* _WORK TO BE COMPLETED_:
Return, word for word, only the lines from the one containing "Guideline: for each instance of the brown" through the last line of the entries.

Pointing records

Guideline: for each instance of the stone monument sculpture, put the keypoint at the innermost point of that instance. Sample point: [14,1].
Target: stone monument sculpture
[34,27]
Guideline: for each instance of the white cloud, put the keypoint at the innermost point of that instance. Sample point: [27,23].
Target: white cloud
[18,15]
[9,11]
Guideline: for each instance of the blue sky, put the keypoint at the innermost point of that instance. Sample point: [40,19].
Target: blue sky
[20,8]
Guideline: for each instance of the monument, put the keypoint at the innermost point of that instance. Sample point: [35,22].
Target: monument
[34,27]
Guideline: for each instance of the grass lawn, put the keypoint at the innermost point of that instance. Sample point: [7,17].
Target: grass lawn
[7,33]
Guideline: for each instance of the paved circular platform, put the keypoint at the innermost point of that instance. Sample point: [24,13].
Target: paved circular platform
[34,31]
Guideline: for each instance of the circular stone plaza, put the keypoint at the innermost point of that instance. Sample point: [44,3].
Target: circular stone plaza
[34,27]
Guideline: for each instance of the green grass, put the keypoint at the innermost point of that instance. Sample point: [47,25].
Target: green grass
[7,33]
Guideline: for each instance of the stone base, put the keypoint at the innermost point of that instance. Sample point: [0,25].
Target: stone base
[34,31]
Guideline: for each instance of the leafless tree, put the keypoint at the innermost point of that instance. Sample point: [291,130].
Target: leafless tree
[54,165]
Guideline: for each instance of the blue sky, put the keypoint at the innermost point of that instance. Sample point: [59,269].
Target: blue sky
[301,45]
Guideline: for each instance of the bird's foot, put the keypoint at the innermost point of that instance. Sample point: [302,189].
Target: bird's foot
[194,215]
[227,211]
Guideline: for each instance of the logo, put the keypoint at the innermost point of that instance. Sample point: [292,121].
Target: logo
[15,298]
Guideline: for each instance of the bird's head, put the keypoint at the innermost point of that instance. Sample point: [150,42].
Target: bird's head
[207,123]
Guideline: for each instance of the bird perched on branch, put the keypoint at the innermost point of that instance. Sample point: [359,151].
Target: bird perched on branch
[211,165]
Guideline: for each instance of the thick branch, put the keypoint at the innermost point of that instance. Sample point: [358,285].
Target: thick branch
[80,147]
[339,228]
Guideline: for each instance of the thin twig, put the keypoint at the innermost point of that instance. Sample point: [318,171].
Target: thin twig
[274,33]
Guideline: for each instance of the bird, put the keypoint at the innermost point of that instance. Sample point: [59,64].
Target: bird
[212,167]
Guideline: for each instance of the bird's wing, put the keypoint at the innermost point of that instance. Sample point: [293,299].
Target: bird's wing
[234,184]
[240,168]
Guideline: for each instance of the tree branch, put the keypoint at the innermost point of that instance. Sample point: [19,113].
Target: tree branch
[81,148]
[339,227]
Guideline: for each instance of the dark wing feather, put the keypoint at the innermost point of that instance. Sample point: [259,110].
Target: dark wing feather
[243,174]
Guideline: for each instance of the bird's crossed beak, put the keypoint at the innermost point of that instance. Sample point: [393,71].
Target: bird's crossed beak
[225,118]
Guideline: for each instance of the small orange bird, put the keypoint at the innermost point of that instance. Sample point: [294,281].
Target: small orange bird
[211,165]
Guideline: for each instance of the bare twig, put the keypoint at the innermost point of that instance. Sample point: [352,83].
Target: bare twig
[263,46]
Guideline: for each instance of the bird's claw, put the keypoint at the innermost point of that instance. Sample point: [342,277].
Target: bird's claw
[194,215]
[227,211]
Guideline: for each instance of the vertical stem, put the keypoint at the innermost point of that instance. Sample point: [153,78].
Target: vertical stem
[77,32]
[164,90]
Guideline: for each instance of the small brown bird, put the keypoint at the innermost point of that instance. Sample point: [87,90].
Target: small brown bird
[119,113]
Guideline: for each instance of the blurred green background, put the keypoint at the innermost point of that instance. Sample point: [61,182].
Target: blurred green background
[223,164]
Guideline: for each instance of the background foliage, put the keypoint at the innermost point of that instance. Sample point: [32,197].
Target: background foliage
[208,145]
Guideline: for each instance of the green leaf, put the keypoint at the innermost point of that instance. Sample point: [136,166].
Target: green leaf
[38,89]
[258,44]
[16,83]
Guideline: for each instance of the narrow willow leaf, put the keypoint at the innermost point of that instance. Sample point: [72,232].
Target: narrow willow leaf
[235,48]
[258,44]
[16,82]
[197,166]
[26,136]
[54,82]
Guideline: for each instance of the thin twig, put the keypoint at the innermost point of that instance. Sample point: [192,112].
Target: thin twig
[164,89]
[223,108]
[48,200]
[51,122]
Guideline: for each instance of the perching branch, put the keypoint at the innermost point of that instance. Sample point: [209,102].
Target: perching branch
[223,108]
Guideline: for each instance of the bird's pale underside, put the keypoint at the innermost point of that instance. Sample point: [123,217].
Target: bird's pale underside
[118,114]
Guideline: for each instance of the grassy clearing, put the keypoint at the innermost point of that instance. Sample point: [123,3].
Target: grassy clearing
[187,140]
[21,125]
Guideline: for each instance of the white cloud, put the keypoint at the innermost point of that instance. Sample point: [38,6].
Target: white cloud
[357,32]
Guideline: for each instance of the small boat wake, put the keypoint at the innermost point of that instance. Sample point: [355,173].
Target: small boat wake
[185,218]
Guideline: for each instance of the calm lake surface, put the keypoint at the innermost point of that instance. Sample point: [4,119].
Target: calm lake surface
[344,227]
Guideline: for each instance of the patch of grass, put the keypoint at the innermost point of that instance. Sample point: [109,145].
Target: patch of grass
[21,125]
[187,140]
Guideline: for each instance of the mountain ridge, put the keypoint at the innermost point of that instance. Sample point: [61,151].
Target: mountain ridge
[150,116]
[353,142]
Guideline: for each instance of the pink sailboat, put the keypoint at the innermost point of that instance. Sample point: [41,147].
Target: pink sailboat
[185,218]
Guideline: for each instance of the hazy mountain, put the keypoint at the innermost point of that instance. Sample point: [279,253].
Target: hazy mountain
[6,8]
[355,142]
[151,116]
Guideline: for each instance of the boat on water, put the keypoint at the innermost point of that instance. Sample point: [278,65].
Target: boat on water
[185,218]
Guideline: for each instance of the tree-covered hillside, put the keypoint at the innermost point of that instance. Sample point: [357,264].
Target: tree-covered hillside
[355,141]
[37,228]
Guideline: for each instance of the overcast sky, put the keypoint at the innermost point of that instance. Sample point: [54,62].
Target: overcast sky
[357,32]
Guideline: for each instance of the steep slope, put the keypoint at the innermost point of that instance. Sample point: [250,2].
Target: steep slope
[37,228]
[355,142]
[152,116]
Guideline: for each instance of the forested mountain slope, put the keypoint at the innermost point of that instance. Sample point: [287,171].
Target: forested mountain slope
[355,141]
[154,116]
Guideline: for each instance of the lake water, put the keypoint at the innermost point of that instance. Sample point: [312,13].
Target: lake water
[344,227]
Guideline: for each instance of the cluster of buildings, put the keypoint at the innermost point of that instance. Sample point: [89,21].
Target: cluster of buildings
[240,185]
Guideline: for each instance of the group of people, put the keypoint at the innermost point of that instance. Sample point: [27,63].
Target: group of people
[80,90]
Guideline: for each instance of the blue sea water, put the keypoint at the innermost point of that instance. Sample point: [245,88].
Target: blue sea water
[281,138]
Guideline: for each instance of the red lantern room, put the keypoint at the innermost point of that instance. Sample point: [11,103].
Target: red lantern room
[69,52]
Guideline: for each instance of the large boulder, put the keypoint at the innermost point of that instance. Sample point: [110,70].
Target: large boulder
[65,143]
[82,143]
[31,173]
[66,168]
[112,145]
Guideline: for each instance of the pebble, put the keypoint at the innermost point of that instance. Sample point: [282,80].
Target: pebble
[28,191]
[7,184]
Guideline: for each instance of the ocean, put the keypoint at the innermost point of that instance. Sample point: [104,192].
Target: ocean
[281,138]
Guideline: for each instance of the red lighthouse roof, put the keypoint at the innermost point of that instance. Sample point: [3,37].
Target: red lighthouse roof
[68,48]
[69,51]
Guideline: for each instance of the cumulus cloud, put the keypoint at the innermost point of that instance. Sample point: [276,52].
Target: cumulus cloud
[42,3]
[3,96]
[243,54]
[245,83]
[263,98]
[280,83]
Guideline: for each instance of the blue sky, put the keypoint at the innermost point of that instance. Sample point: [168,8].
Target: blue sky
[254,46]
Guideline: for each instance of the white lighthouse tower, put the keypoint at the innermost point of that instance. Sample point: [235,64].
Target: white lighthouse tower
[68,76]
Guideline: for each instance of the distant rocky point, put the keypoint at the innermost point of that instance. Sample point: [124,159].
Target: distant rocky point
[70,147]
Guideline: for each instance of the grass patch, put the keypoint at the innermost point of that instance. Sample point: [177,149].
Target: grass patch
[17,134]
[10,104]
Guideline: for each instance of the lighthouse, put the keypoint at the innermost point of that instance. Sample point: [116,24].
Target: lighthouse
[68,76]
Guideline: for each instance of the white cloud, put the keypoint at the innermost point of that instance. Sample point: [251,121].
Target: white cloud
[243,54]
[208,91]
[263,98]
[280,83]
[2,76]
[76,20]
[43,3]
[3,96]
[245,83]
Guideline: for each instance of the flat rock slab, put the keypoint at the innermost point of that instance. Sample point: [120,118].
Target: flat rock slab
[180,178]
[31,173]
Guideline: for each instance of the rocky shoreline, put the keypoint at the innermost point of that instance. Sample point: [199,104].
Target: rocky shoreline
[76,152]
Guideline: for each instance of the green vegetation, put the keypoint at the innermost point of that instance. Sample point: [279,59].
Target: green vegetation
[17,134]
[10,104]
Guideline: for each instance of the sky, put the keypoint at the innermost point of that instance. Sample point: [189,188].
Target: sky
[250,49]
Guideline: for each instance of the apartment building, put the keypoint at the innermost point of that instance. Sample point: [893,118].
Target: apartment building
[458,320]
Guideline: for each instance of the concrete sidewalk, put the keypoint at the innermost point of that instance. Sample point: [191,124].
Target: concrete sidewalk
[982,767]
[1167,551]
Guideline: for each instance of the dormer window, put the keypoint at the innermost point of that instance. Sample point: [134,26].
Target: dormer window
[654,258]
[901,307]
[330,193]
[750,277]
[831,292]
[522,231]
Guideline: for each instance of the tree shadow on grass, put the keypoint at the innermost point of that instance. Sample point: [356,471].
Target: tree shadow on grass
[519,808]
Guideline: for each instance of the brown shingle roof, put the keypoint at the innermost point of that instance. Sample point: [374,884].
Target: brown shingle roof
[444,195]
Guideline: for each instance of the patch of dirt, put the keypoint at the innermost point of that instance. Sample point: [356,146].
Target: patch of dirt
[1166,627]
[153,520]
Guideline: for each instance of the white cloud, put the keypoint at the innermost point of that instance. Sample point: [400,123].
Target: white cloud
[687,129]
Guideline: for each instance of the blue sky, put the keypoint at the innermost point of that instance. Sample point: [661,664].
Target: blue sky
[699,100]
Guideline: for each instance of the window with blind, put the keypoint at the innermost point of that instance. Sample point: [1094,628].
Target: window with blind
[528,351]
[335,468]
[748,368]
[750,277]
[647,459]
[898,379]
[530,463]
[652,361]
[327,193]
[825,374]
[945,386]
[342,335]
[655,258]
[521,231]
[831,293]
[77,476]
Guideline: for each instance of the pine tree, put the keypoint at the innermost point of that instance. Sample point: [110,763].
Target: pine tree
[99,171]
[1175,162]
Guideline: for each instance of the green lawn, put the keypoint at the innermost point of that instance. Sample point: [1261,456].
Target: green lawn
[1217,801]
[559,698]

* _EXERCISE ANSWER_:
Guideline: for each instance of the brown shingle roof, put the keypoint at the innermost point of that instance. Sample point: [374,884].
Target: brown shingle roof
[444,195]
Guideline: for each instance of the patch of dirt, put the keypoint at the innermost point of that instance. Sample point: [356,146].
Target: patch of dirt
[1166,627]
[153,520]
Guideline: for each instance of the white cloud, put the keypoint at the innermost point of that instance. Sample point: [400,123].
Target: white cloud
[687,129]
Guideline: for each instance of the blue sky, put the keypoint at the innermost point of that instance. Sample point: [661,664].
Target: blue sky
[699,100]
Guideline: for each instance of the window with blind, put the keypoint at the innermost point of that instance. Sample point: [1094,628].
Target: window with blind
[528,351]
[335,468]
[748,368]
[750,277]
[647,459]
[898,379]
[530,463]
[652,361]
[327,193]
[825,374]
[945,386]
[342,335]
[655,258]
[521,231]
[831,293]
[77,476]
Guideline: for each instance of the pine tree, put the keypoint at the innermost point of that instance. Sample point: [110,763].
Target: pine tree
[99,171]
[1175,162]
Guideline: for each instance of the green lawn, put the keypoint at the innermost point of that instance. Sample point: [1261,456].
Target: green lawn
[1217,801]
[559,698]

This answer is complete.